----- LISTED RECORDS -----

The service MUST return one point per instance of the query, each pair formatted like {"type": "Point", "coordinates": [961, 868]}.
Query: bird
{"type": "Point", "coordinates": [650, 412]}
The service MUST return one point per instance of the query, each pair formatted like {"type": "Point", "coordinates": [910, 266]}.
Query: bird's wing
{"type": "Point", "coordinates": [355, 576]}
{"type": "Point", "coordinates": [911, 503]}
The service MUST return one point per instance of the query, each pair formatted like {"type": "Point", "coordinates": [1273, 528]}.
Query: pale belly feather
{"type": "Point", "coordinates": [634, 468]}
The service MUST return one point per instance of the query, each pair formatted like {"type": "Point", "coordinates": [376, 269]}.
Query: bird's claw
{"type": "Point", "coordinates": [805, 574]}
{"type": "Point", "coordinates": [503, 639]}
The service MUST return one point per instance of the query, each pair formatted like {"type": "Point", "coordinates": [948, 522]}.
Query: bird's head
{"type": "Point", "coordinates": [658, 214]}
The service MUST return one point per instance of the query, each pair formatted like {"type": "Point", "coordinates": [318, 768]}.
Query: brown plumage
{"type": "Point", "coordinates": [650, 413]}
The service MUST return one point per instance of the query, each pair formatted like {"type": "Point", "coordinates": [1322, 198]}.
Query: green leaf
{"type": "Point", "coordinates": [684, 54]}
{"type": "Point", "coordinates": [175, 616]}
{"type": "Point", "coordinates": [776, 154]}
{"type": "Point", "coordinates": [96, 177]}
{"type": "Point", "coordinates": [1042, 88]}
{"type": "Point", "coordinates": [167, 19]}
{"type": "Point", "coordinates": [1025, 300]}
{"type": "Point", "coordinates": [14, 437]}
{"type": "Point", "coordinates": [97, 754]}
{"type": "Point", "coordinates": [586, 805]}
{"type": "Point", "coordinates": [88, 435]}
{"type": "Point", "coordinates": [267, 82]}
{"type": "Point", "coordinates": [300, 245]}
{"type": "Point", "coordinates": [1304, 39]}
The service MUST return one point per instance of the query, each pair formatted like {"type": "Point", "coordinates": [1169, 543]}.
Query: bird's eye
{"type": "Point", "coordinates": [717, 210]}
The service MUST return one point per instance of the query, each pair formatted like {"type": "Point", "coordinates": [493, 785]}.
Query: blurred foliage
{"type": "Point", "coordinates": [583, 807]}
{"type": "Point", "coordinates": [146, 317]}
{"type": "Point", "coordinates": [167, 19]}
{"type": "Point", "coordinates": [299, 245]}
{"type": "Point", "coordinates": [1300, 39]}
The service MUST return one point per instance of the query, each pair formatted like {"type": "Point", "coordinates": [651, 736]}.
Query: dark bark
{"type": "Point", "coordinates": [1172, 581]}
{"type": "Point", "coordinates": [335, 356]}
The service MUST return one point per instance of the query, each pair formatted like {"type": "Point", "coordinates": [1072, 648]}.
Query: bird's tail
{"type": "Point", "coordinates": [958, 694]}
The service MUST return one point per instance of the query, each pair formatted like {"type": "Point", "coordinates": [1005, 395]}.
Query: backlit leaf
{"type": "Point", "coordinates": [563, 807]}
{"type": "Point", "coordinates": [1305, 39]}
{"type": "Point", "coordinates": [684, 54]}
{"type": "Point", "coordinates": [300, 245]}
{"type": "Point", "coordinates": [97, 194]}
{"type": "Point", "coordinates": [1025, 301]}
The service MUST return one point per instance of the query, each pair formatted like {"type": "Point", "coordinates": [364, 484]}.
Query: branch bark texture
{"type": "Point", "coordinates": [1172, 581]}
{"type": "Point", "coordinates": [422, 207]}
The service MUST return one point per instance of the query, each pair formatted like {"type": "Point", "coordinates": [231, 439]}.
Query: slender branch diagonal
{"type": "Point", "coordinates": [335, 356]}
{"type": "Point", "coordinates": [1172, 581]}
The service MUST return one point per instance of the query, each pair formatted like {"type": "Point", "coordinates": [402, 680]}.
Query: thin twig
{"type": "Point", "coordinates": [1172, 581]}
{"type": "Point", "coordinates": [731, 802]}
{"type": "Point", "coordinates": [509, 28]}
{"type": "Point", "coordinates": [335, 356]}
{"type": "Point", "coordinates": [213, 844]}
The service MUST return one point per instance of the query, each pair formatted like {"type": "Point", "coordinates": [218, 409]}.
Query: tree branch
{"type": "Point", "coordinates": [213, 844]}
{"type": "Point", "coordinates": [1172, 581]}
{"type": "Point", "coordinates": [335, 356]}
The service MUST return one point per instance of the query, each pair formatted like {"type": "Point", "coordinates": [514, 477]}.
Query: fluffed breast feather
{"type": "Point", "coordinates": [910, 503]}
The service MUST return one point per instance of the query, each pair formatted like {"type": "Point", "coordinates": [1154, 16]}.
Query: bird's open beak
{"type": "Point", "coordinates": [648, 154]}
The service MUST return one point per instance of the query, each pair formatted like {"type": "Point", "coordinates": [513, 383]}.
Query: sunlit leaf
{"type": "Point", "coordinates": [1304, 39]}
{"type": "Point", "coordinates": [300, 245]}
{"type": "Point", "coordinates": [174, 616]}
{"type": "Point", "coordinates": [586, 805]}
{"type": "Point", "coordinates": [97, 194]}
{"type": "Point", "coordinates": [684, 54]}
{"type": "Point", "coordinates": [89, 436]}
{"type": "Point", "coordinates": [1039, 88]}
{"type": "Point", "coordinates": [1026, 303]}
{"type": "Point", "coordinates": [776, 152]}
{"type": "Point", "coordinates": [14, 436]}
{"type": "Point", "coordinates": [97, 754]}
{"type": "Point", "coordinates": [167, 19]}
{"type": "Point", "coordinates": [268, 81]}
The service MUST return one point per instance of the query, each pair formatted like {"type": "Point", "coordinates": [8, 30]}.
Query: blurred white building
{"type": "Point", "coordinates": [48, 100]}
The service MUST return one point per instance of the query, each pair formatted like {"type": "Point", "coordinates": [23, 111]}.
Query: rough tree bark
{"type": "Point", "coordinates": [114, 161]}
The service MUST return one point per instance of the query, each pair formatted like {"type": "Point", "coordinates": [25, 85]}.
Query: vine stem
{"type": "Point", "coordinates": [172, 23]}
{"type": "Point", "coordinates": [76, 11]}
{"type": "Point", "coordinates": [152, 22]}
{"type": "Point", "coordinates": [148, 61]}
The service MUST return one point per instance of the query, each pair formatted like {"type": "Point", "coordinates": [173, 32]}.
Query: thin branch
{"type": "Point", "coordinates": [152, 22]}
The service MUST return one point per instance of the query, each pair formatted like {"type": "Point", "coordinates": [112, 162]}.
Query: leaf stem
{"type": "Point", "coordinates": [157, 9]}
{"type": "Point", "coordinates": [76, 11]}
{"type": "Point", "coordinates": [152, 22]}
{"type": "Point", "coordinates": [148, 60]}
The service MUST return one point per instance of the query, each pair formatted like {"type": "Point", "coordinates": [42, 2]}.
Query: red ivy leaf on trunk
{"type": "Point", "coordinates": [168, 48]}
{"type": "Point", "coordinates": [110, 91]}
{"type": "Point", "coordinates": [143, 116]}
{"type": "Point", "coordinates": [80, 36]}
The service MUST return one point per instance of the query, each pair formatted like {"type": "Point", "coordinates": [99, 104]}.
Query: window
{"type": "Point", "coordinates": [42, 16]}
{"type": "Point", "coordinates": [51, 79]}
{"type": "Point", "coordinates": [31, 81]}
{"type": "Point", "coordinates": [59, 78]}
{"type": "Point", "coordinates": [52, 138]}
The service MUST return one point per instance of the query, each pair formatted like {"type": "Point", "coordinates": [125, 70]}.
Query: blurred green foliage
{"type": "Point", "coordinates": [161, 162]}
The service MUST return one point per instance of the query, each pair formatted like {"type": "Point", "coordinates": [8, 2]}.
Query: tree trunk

-----
----- LISTED RECORDS -----

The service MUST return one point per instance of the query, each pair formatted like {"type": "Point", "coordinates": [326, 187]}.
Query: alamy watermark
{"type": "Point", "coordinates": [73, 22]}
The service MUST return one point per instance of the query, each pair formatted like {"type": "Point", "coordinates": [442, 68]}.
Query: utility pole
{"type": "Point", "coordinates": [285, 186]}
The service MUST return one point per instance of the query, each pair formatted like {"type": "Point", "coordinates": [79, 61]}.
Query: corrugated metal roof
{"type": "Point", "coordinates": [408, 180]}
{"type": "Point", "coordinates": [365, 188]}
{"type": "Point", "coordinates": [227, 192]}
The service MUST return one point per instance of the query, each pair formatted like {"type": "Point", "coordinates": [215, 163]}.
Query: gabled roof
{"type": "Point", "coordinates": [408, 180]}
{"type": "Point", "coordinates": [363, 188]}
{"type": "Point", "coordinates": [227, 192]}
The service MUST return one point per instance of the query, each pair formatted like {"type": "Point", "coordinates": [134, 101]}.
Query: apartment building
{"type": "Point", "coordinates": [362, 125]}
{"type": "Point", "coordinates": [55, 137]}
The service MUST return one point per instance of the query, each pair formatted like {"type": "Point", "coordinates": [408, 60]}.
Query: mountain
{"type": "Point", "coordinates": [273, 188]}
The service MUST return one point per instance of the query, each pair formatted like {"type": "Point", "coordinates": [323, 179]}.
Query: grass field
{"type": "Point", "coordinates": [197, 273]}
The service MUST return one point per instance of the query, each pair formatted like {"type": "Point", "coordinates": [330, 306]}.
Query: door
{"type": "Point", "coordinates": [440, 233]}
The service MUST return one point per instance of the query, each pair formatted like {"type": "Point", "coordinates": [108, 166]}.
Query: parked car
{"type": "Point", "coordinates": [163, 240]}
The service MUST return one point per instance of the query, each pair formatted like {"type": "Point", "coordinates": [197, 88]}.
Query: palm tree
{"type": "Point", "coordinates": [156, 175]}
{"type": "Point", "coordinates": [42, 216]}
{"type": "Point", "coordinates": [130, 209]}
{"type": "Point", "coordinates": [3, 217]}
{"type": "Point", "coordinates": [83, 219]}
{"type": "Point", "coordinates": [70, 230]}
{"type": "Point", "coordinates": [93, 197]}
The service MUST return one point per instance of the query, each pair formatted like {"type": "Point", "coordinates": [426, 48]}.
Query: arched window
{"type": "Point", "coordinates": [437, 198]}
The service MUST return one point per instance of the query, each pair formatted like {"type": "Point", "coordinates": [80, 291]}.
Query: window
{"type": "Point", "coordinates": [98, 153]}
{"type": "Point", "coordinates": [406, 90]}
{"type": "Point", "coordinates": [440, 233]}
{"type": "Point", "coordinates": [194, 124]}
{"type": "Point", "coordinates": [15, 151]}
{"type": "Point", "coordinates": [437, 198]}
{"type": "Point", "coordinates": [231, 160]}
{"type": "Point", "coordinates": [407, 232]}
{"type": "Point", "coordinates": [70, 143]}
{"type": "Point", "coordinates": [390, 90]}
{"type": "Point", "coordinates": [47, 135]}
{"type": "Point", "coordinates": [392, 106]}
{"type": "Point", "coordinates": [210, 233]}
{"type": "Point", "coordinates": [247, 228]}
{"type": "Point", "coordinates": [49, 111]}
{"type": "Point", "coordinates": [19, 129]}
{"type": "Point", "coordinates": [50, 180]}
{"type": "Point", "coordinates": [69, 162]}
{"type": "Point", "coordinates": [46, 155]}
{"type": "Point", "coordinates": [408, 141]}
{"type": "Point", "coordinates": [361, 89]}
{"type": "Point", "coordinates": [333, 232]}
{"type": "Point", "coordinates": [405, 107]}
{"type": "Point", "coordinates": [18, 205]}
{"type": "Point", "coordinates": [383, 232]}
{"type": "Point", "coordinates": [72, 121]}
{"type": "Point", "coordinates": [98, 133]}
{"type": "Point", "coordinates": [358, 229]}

-----
----- LISTED RECORDS -----

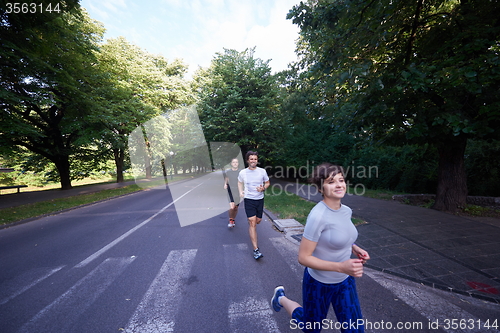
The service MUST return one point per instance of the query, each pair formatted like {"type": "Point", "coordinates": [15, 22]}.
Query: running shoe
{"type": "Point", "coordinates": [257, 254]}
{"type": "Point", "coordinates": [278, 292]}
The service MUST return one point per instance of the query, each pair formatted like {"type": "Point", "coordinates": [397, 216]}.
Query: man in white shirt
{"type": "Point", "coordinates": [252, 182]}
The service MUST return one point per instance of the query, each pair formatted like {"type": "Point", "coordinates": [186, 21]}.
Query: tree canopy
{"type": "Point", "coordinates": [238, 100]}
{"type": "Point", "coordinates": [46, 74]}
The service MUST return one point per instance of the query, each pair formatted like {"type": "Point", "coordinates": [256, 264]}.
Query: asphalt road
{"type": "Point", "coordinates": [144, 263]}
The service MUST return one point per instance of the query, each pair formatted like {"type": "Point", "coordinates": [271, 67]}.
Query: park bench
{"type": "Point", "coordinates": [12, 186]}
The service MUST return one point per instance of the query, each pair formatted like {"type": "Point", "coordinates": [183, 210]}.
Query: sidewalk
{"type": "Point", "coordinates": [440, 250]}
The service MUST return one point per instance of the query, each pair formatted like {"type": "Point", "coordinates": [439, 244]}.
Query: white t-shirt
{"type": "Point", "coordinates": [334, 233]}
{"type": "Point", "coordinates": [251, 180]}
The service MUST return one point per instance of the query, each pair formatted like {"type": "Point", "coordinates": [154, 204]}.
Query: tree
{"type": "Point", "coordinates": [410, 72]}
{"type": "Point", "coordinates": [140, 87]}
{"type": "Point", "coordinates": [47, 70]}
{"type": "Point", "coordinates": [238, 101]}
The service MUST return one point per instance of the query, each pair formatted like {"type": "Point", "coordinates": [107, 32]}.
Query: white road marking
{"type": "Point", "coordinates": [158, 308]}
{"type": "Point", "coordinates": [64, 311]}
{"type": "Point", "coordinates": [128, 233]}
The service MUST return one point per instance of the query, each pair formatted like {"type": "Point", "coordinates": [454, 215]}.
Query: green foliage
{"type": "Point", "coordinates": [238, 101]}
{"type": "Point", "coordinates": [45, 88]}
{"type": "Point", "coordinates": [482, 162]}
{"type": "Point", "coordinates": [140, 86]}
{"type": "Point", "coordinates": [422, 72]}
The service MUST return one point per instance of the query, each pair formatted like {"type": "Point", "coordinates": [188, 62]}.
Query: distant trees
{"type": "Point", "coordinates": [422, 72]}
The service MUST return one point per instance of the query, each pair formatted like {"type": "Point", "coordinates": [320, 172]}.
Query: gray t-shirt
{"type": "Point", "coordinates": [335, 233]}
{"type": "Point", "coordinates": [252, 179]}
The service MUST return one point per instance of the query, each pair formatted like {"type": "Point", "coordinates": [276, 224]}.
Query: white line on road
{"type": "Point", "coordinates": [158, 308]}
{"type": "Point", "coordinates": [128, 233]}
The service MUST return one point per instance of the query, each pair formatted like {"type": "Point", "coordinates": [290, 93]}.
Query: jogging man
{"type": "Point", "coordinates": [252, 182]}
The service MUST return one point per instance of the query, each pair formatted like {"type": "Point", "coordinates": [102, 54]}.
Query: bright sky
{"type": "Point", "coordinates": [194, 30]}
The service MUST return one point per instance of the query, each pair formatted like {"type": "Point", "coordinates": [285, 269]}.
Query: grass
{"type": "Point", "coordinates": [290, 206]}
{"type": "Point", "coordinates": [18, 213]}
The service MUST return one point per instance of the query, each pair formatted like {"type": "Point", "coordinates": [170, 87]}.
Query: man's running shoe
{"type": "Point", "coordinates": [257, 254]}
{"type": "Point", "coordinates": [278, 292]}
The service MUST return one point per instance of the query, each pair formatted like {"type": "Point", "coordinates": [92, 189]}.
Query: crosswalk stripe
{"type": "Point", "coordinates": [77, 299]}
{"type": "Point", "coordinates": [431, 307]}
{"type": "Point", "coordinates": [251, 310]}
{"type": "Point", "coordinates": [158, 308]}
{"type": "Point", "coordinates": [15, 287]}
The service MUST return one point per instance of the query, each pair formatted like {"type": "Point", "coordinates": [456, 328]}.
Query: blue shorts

-----

◆ EXERCISE DIRECTIONS ◆
Locate every line in the entries above that contains the string "bird", and copy each such line in full.

◆ SOLVED PROBLEM ◆
Query: bird
Query: bird's wing
Query: bird's claw
Query: bird's head
Query: bird's eye
Query: bird's tail
Query: bird's open beak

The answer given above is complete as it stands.